▶ **YOUR INSTRUCTIONS**
Among the entries below, one line contains "Target: crossed wooden pole at teepee top" and another contains "Where can you find the tan". Transcribe those two lines and every line between them, exactly.

____ RECORDS FOR THIS TASK

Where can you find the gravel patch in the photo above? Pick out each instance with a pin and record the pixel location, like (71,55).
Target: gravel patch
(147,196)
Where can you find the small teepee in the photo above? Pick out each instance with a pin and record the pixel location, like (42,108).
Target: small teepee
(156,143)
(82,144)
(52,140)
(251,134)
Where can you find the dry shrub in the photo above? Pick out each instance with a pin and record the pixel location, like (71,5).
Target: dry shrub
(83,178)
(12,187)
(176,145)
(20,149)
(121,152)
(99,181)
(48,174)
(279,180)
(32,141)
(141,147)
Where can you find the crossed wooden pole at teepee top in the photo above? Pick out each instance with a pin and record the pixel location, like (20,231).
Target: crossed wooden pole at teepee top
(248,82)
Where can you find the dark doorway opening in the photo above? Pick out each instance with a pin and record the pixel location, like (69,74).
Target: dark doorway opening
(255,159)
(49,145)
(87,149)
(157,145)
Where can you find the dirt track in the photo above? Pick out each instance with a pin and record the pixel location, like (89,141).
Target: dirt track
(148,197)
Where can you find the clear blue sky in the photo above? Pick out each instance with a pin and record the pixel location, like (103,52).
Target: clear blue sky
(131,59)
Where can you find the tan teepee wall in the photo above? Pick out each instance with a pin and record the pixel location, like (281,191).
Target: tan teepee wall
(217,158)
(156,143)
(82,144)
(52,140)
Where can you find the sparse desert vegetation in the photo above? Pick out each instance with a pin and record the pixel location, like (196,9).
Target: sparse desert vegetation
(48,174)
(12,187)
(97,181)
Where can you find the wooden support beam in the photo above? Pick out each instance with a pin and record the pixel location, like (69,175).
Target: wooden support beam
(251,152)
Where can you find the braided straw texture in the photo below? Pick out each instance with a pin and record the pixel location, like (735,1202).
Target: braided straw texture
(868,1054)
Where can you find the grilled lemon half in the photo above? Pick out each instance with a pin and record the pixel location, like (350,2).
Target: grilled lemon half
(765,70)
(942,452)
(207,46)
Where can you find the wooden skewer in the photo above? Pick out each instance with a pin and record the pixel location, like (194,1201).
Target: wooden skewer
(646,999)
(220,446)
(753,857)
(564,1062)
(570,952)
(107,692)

________

▶ **REPLY TO THE TASK**
Target: crossed wooden pole at teepee top
(248,82)
Where can you find the dark doorway opening in the photo above? Pick out each instance with a pin and record the pixel location, like (69,74).
Target: dark doorway opening
(255,159)
(49,145)
(87,149)
(157,145)
Where can you find the dirt track in the photo above? Pick out each instance with a pin and record the pixel location, like (89,141).
Target: dirt track
(148,197)
Where can you find the clear blue sky in the photo above? Pick out each instance with a pin and record the pixel location, like (103,52).
Target: clear blue sky
(131,59)
Where can you find the tan teepee wall in the photo above? Pick out each instance with a pin and record the pixel location, like (281,191).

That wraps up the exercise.